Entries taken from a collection

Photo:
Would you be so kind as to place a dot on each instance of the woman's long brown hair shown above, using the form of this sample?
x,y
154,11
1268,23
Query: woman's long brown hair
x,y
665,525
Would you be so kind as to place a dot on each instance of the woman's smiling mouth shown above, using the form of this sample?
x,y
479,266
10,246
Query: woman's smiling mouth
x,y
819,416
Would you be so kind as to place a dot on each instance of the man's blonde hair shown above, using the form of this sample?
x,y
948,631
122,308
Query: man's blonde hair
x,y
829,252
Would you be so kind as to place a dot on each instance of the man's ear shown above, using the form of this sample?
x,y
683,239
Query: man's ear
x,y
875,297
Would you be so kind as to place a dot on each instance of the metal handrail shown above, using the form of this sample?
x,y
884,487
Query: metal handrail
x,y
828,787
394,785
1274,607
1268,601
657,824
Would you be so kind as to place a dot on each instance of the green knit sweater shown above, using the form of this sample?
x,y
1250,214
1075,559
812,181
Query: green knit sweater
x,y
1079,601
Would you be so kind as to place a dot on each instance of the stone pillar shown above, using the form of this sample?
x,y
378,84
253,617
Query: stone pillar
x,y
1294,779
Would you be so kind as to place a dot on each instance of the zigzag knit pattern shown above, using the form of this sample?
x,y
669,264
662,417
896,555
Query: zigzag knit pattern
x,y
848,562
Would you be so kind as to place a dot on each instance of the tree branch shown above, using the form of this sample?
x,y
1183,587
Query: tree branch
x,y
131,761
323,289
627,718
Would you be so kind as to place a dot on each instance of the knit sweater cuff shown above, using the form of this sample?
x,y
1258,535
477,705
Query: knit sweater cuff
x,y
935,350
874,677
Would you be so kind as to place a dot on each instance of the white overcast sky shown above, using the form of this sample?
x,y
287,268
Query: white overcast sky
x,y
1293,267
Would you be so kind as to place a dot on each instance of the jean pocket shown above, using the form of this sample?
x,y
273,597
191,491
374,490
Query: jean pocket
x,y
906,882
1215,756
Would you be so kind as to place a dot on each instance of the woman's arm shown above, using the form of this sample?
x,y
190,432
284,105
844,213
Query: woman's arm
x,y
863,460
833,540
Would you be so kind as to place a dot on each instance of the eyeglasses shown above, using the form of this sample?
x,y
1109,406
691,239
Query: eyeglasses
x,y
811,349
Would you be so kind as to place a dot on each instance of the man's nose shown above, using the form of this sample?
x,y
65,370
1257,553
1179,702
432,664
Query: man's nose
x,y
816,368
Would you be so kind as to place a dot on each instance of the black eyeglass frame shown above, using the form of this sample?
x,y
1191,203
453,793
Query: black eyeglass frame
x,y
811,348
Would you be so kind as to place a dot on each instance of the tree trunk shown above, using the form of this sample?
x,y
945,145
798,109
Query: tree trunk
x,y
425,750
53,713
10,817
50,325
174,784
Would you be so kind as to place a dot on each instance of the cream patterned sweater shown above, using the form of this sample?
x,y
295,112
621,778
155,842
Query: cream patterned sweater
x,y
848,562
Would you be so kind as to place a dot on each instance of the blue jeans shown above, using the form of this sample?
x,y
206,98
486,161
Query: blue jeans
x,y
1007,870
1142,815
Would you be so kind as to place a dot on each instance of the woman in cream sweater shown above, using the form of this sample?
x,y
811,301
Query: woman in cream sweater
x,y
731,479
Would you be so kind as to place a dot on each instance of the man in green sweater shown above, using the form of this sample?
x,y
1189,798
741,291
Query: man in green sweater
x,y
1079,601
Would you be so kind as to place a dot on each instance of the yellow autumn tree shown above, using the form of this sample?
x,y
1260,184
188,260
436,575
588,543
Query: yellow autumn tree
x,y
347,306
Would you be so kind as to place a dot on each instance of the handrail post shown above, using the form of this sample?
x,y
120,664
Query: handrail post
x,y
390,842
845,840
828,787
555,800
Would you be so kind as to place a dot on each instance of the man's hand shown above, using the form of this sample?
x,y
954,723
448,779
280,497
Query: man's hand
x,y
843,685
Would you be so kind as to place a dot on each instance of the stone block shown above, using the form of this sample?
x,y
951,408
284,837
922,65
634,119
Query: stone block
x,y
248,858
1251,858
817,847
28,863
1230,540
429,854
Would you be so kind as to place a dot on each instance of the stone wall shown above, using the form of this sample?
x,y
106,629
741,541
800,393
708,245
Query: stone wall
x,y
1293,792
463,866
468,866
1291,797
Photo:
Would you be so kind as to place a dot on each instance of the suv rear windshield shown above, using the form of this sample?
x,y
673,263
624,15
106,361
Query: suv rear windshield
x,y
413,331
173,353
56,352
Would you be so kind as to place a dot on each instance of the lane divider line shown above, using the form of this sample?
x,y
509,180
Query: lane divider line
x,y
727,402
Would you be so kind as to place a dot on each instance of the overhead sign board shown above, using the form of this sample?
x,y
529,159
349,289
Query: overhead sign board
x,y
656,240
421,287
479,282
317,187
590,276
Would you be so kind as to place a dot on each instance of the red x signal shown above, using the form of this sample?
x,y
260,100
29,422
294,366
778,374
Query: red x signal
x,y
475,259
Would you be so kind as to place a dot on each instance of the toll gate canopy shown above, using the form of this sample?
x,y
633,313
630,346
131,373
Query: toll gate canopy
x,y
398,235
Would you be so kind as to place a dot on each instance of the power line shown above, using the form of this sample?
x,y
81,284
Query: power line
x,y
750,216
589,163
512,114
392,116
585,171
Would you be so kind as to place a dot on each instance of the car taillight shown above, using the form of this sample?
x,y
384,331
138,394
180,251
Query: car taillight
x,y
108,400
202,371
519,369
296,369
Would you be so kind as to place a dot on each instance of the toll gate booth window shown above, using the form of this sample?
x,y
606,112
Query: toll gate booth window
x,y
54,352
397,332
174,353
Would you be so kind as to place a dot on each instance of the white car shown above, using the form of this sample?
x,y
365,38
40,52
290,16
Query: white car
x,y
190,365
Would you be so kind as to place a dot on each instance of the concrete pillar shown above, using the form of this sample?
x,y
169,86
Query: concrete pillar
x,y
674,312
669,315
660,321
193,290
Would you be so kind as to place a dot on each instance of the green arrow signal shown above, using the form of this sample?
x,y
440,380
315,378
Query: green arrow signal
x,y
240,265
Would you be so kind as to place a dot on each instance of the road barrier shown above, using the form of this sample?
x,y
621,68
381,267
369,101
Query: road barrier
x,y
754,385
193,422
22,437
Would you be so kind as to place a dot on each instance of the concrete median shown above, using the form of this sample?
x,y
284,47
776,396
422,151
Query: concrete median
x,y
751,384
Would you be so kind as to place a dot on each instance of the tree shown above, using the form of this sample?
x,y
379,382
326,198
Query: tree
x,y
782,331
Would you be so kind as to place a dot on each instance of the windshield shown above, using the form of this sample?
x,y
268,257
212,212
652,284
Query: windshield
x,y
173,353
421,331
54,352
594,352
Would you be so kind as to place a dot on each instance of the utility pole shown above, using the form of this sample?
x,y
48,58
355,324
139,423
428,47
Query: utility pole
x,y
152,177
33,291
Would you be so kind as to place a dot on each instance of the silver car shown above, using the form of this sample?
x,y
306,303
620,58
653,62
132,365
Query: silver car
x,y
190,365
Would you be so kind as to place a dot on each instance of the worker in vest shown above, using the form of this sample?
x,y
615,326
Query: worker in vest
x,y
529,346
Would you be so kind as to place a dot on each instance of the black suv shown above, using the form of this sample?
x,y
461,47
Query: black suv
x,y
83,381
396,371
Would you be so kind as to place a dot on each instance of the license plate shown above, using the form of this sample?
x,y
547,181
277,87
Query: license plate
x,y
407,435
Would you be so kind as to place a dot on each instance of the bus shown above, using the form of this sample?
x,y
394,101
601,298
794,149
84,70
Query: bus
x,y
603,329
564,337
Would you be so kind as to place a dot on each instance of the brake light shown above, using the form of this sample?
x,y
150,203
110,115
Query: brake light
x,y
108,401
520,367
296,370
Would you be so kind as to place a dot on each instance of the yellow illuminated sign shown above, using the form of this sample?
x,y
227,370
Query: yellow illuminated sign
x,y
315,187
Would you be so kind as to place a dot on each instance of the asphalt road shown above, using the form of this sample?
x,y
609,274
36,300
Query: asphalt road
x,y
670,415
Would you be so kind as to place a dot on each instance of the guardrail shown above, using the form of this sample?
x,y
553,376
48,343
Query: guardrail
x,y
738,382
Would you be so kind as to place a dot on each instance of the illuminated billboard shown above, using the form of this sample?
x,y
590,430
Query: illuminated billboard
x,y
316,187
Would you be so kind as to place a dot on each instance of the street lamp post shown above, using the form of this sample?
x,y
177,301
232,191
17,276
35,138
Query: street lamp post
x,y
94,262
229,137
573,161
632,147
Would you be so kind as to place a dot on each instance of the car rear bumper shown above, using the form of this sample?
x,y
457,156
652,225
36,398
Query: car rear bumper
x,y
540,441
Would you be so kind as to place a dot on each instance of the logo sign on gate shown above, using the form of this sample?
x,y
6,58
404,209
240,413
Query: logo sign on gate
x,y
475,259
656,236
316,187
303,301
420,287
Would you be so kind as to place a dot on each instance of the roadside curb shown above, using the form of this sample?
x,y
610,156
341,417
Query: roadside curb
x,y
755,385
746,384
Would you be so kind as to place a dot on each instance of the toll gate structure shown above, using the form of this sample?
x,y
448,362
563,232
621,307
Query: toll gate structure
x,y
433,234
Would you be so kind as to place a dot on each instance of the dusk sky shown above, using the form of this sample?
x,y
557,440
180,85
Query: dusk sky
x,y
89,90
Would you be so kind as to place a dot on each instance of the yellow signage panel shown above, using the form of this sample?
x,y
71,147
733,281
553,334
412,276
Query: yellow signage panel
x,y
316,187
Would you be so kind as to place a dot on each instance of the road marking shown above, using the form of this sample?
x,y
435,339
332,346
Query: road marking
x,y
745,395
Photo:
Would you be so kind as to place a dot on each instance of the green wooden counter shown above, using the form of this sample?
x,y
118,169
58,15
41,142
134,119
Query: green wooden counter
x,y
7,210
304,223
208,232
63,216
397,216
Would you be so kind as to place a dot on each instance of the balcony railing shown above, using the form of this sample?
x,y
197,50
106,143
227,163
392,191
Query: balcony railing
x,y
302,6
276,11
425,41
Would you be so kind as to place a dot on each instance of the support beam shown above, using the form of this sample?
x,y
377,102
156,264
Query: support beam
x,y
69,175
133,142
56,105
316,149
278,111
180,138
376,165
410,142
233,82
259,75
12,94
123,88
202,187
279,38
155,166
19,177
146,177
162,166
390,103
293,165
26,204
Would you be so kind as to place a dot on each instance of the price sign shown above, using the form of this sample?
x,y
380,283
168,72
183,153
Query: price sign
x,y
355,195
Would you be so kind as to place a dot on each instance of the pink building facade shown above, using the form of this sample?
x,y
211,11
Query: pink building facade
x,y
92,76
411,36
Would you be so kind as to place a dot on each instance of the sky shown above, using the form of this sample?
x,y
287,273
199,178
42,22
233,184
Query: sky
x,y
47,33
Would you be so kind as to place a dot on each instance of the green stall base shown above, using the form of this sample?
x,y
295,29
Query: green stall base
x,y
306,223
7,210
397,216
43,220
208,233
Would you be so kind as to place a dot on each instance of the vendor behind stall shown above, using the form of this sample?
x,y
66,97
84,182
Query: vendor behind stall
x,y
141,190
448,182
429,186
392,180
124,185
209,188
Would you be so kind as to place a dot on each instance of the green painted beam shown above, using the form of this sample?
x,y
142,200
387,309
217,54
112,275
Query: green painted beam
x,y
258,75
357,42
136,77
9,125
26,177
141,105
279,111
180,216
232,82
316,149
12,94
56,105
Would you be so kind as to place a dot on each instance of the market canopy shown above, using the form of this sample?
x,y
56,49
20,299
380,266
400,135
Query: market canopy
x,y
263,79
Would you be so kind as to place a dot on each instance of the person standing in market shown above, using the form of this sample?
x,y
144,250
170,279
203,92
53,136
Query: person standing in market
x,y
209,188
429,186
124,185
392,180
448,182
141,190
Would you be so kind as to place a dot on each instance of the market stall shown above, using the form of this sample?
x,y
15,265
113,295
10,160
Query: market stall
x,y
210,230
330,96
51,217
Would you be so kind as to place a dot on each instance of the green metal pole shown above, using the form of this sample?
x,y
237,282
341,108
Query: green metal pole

### Task description:
Copy out the lines starting at the one containing "the market canopy" and ending with the last line of the entries. Include nothing else.

### Written reply:
Would you be so kind as to place a dot on each instance of the market canopy shown above, using the form of this sample?
x,y
56,49
20,299
380,266
400,135
Query: market canopy
x,y
263,79
Would you be so kind as to place a dot on each instance of the person standing in market shown above, using the form of this sample?
x,y
144,250
170,279
203,92
53,136
Query: person standing in market
x,y
209,188
429,186
124,185
392,180
448,182
141,190
Would you be so kind as to place a dot on each instance of the market stall shown above, using the form of this sample?
x,y
15,265
113,295
10,160
Query: market stall
x,y
210,230
330,96
51,217
Would you be so kind as to place a dot on each instance of the green metal pole shown above, using the form of this sample?
x,y
237,282
341,108
Query: green metal pole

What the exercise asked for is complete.